#### Extrait du document:
Bernier a admis que sa bataille contre la nervosité n’était toujours pas gagnée lorsque le début du match a été signalé. La finalité dont il était désormais séparé par 90 minutes, et qu’il ne pouvait chasser de son esprit, a alourdi ses jambes et raréfié son oxygène.
Le vétéran avait refait ses réserves d’énergies quand l’arbitre Rubiel Vazquez a accordé un penalty à l’Impact dans les arrêts de jeu de la première demie. Pour la douzième fois depuis son retour à Montréal, Bernier s’est emparé du ballon et s’est avancé vers le point peint à une dizaine de mètres du gardien.
Pour la première fois, l’importance du moment s’est immiscée entre ses deux oreilles.
« D’habitude je suis très, très calme. Mais là, ça faisait un bout de temps. La dernière fois, c’était à Vancouver et je n’avais pas marqué. En plus, je savais que mes parents étaient juste derrière, donc ce n’était pas évident. Tu penses à beaucoup de choses auxquelles tu ne penses pas d’habitude. Mais j’ai pris mon inspiration normale et le reste s’est placé. »
Une sortie à l’image du joueur
Mauro Biello avait prévenu son capitaine qu’il prévoyait offrir du temps de jeu au joueur recrue Shamit Shome, qui n’avait toujours pas vu le terrain à sa première année en MLS. Quand la fatigue a commencé à le gagner, en fin de deuxième demie, Bernier s’est mis à regarder de plus en plus fréquemment vers le banc des siens.
Il était prêt pour le signal. Prêt à partager le moment, son moment, avec un jeune de 20 ans.

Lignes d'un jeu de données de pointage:

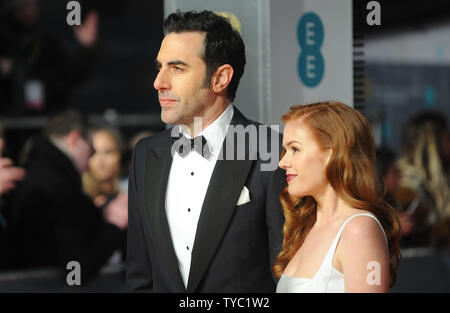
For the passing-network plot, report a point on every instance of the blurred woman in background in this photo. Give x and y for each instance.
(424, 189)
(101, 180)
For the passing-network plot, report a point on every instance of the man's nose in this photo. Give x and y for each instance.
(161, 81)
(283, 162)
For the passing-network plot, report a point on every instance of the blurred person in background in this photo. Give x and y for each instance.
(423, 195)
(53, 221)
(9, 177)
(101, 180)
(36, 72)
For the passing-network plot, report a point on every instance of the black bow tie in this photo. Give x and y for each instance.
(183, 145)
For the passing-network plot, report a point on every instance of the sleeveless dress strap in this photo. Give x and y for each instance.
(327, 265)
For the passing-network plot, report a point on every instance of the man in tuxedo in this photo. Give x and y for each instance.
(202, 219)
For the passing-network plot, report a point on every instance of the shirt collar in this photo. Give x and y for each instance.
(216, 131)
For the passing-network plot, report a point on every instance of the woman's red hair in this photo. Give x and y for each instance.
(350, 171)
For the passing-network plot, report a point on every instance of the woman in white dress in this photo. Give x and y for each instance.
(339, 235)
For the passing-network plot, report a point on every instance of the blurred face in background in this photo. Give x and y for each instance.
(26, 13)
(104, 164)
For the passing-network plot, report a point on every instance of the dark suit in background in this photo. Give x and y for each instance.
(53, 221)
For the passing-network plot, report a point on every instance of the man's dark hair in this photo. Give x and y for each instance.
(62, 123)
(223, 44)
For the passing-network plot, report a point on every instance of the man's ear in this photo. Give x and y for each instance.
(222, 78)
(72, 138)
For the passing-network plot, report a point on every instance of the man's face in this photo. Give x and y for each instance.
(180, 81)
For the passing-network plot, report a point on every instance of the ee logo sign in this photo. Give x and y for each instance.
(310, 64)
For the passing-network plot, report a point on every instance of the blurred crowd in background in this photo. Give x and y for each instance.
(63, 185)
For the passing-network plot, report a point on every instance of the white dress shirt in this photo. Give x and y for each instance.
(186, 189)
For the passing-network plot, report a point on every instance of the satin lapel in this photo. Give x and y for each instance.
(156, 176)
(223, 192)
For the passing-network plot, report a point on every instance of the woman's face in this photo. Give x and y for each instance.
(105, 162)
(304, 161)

#### Consignes de l'exercice:
- a) D'après l'extrait consacré à Bernier, quel arbitre a accordé un penalty à l'Impact dans les arrêts de jeu de la première demie ?
- b) Poursuivez l'extrait consacré à Bernier à partir de sa dernière phrase.

#### Corrigé:
- a) Rubiel Vazquez.

- b)
« Je ne voulais pas juste continuer à jouer et qu’il entre pour deux minutes. Je me suis dit que si je sortais un peu plus tôt, ça lui donnait une dizaine de minutes pour vivre la réalité du terrain. J’aurais pu faire semblant et continuer, mais le jeune qui continue, s’il peut avoir quelques vraies minutes plutôt que quelques secondes, juste pour dire qu’il est le gars qui est entré pour Patrice Bernier... »
À la 82e minute, le panneau du quatrième officiel s’est finalement allumé. En vert, on pouvait y lire le numéro 28 de Shome. En rouge, le 8 de Bernier. D’un bond, la foule s’est levée pour saluer une dernière fois son favori qui, comme il l’avait fait au début de son discours d’avant-match, a craqué. Sa longue marche vers la sortie, interrompue par l’étreinte de ses coéquipiers et de ses adversaires, a été le moment fort d’un match dont le pointage allait toujours être secondaire.
« Par moment, j’avais l’impression que c’était moi qui prenais sa retraite, a décrit Piette. Pat, c’est un de mes très bons amis et un très bon coéquipier. Je n’ai peut-être pas vécu les mêmes émotions que lui, mais j’ai certainement ressenti ce que la foule lui transmettait aujourd’hui. »
« Je ne vous cacherai pas que j’ai versé ma petite larme », a dit Camara, qu’une blessure a empêché de revêtir l’uniforme pour cette soirée d’adieux. « Tout le monde aime Patrice, il fait l’unanimité dans toutes les sphères. C’est quelqu’un qui fait preuve de beaucoup d’humilité, contrairement à ce qu’on peut entendre dans le milieu du football. Il est là pour aider les gens, les soutenir, il est toujours gentil, ne dit jamais un mot de travers. Je mets au défi quiconque de trouver quelqu’un qui dira du mal de Patrice. C’est difficile, quasi-impossible. C’est un modèle pour moi et je suis vraiment fier d’avoir évolué à ses côtés. »
Les éloges de Camara s’ajoutaient à la myriade de compliments dirigés en direction de Bernier au cours des semaines précédentes. Leur destinataire les a tous entendus et dimanche, il les a interprétés avec beaucoup d’humilité lorsqu’on lui a demandé s’il pouvait mesurer l’héritage qu’il laissait au monde du soccer québécois.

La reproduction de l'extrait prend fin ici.